• PASSAGE DU TEXTE

****

30/11/2016
Qui ? Moi, n'en pas passer par ce que vous daigneriez ordonner !
... Dit en rougissant Manuel Valls à son patron-président-sur-siège-éjectable .
« A Jean-Philippe Fyot de La Marche
A Ferney, 25 novembre 1761
Monsieur,
Qui ? Moi, n'en pas passer par ce que vous daigneriez ordonner ! Ah ! mon blanc-seing est ma réponse . Je suis confus et reconnaissant, mais je ne suis point étonné . Je ne le suis, monsieur , que des procédés de M. De Brosses dont je n'avais vu d'exemple ni dans les terres australes, ni chez les fétiches . Tout cela me paraissait anti-président et anti-littéraire . M. Fargès ou Fargesse , le maître des requêtes, qui est à peu près son oncle 1 et qui a passé chez moi, a paru émerveillé de cette affaire, et a bien promis d'interposer son autorité d’oncle, attendu qu'il est d'une ligne plus haut que son neveu . Mais, monsieur, je compte encore plus sur l'autorité de votre raison et de votre vertu .
Que M. De Brosses me permette de me laisser vivre et mourir gaiement, c'est tout ce que je lui demande . Il m'a fait cent reproches . Il s'est brouillé avec le conseil, pour un demi-arpent dont la justice appartient évidemment au roi, et qu'il a voulu avoir à mes dépens . Ce n'est pas de cette façon qu'il sera premier président de Besançon . Enfin qu'il oublie toutes ces misères, indignes de sa place . Il m'a vendu cher ses coquilles 2. C'est bien assez . Il a mon argent et je lui demande son amitié pour le vin du marché .

****

• LISTE EXTRAITE
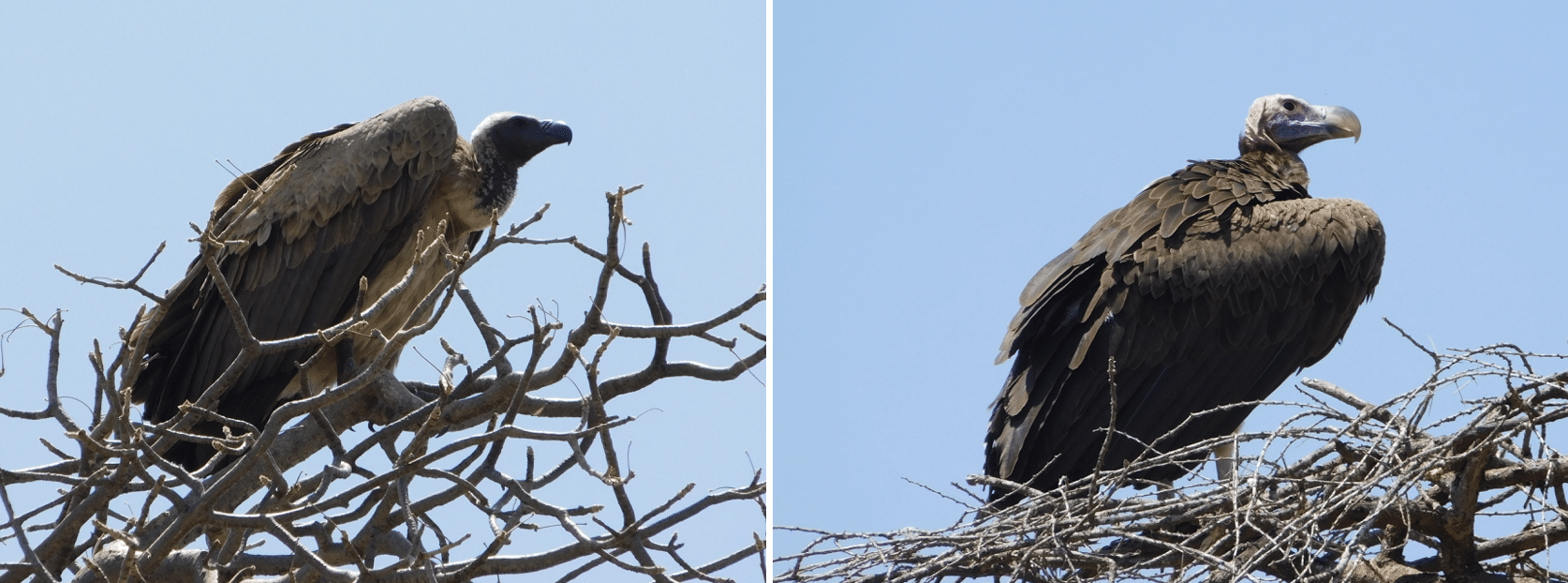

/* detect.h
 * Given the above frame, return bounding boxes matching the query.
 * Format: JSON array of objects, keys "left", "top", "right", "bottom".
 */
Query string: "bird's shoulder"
[{"left": 210, "top": 97, "right": 459, "bottom": 251}]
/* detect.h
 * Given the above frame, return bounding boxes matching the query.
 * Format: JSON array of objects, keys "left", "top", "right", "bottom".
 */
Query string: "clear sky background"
[
  {"left": 0, "top": 2, "right": 767, "bottom": 580},
  {"left": 773, "top": 2, "right": 1568, "bottom": 567}
]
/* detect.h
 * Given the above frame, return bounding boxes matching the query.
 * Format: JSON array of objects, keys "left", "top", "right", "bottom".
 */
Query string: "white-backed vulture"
[
  {"left": 984, "top": 96, "right": 1383, "bottom": 504},
  {"left": 132, "top": 97, "right": 572, "bottom": 469}
]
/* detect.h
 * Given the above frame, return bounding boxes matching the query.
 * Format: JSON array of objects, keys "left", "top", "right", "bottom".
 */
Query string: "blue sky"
[
  {"left": 0, "top": 2, "right": 1568, "bottom": 578},
  {"left": 0, "top": 2, "right": 767, "bottom": 578},
  {"left": 773, "top": 2, "right": 1568, "bottom": 563}
]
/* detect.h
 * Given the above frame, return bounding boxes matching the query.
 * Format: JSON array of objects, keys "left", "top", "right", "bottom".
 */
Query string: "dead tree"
[
  {"left": 775, "top": 322, "right": 1568, "bottom": 583},
  {"left": 0, "top": 187, "right": 767, "bottom": 581}
]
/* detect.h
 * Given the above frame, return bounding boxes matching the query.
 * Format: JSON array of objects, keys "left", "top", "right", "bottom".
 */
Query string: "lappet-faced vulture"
[
  {"left": 132, "top": 97, "right": 572, "bottom": 469},
  {"left": 984, "top": 96, "right": 1383, "bottom": 504}
]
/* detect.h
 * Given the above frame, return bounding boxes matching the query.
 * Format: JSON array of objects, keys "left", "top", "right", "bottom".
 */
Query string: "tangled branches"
[
  {"left": 775, "top": 322, "right": 1568, "bottom": 583},
  {"left": 0, "top": 187, "right": 767, "bottom": 581}
]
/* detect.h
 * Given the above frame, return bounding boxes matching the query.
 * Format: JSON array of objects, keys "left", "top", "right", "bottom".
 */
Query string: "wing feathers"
[{"left": 986, "top": 158, "right": 1383, "bottom": 501}]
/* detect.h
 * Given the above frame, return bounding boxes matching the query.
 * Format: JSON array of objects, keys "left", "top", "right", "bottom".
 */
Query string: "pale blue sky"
[
  {"left": 773, "top": 2, "right": 1568, "bottom": 563},
  {"left": 0, "top": 2, "right": 767, "bottom": 580},
  {"left": 0, "top": 2, "right": 1568, "bottom": 578}
]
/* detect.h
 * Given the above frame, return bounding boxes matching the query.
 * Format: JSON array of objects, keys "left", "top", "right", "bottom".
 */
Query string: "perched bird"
[
  {"left": 132, "top": 97, "right": 572, "bottom": 469},
  {"left": 984, "top": 96, "right": 1383, "bottom": 506}
]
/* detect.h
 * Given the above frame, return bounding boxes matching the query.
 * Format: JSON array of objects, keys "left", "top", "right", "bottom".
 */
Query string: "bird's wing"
[
  {"left": 986, "top": 160, "right": 1383, "bottom": 487},
  {"left": 133, "top": 97, "right": 458, "bottom": 451}
]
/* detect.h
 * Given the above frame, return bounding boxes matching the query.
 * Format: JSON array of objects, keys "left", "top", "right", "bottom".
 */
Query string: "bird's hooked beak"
[
  {"left": 1270, "top": 105, "right": 1361, "bottom": 152},
  {"left": 540, "top": 116, "right": 573, "bottom": 146}
]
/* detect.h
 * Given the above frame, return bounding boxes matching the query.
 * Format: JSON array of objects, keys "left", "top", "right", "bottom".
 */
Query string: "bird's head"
[
  {"left": 469, "top": 112, "right": 572, "bottom": 168},
  {"left": 1240, "top": 96, "right": 1361, "bottom": 156}
]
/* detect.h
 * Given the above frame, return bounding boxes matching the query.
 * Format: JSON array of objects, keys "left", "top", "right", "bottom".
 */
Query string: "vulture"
[
  {"left": 132, "top": 97, "right": 572, "bottom": 469},
  {"left": 984, "top": 96, "right": 1383, "bottom": 508}
]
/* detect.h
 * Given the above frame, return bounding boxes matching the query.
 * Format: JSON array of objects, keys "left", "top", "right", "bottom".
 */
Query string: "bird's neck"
[
  {"left": 1242, "top": 149, "right": 1309, "bottom": 187},
  {"left": 475, "top": 144, "right": 517, "bottom": 213}
]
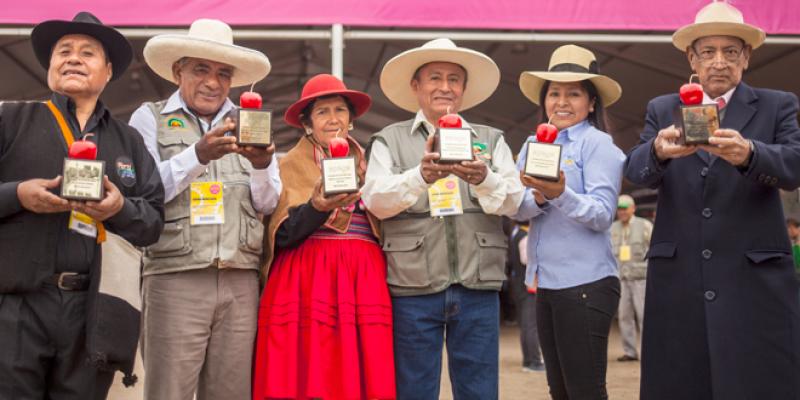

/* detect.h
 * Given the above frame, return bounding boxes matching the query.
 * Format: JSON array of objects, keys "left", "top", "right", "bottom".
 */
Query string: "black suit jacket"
[{"left": 625, "top": 83, "right": 800, "bottom": 399}]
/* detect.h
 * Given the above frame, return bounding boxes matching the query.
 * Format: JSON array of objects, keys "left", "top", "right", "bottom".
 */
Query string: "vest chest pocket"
[
  {"left": 239, "top": 202, "right": 264, "bottom": 254},
  {"left": 475, "top": 232, "right": 508, "bottom": 282},
  {"left": 158, "top": 132, "right": 197, "bottom": 161},
  {"left": 383, "top": 235, "right": 431, "bottom": 287},
  {"left": 217, "top": 154, "right": 253, "bottom": 185},
  {"left": 146, "top": 214, "right": 192, "bottom": 258}
]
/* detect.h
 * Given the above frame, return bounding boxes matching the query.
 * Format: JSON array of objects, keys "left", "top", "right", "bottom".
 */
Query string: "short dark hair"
[
  {"left": 300, "top": 94, "right": 356, "bottom": 126},
  {"left": 539, "top": 79, "right": 608, "bottom": 133}
]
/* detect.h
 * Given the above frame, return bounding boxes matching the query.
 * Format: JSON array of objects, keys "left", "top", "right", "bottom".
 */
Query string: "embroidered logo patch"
[
  {"left": 167, "top": 118, "right": 186, "bottom": 128},
  {"left": 472, "top": 142, "right": 492, "bottom": 161},
  {"left": 117, "top": 156, "right": 136, "bottom": 187}
]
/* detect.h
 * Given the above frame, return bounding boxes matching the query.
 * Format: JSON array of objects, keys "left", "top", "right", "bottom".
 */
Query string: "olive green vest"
[
  {"left": 143, "top": 101, "right": 264, "bottom": 275},
  {"left": 372, "top": 120, "right": 508, "bottom": 296}
]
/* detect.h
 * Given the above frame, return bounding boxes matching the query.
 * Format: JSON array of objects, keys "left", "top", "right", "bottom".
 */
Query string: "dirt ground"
[
  {"left": 108, "top": 321, "right": 639, "bottom": 400},
  {"left": 439, "top": 320, "right": 639, "bottom": 400}
]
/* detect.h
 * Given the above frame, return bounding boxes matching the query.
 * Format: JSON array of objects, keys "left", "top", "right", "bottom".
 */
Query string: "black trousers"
[
  {"left": 536, "top": 277, "right": 620, "bottom": 400},
  {"left": 0, "top": 285, "right": 114, "bottom": 400}
]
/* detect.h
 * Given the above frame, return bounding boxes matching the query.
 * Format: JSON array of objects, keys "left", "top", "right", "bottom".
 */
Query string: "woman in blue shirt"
[{"left": 516, "top": 45, "right": 625, "bottom": 399}]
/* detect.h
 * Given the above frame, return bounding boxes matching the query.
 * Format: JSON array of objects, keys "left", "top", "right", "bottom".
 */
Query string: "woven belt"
[{"left": 45, "top": 272, "right": 90, "bottom": 291}]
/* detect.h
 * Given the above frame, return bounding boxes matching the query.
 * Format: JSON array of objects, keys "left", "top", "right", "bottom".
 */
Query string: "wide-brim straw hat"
[
  {"left": 380, "top": 39, "right": 500, "bottom": 112},
  {"left": 283, "top": 74, "right": 372, "bottom": 128},
  {"left": 519, "top": 44, "right": 622, "bottom": 107},
  {"left": 31, "top": 11, "right": 133, "bottom": 80},
  {"left": 672, "top": 1, "right": 767, "bottom": 51},
  {"left": 144, "top": 19, "right": 272, "bottom": 87}
]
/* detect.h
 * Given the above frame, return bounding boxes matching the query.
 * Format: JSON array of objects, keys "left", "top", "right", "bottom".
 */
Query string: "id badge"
[
  {"left": 189, "top": 182, "right": 225, "bottom": 225},
  {"left": 68, "top": 210, "right": 97, "bottom": 238},
  {"left": 619, "top": 244, "right": 631, "bottom": 261},
  {"left": 428, "top": 175, "right": 464, "bottom": 217}
]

****

• DEMANDE ÉCRITE
D'après la lettre du passage, dites si chacune des affirmations suivantes est juste, par oui ou par non, en citant mot pour mot les termes de la lettre qui tranchent : (a) la lettre est datée de Ferney, le 25 novembre 1761 ; (b) M. De Brosses s'est brouillé avec le conseil pour un arpent entier ; (c) l'auteur de la lettre demande à M. De Brosses son amitié. La liste est un contenu à part, sans lien avec le texte.

• RÉPONSE COMPLÈTE
(a) Oui : « A Ferney, 25 novembre 1761 ».
(b) Non : « pour un demi-arpent ».
(c) Oui : « je lui demande son amitié pour le vin du marché ».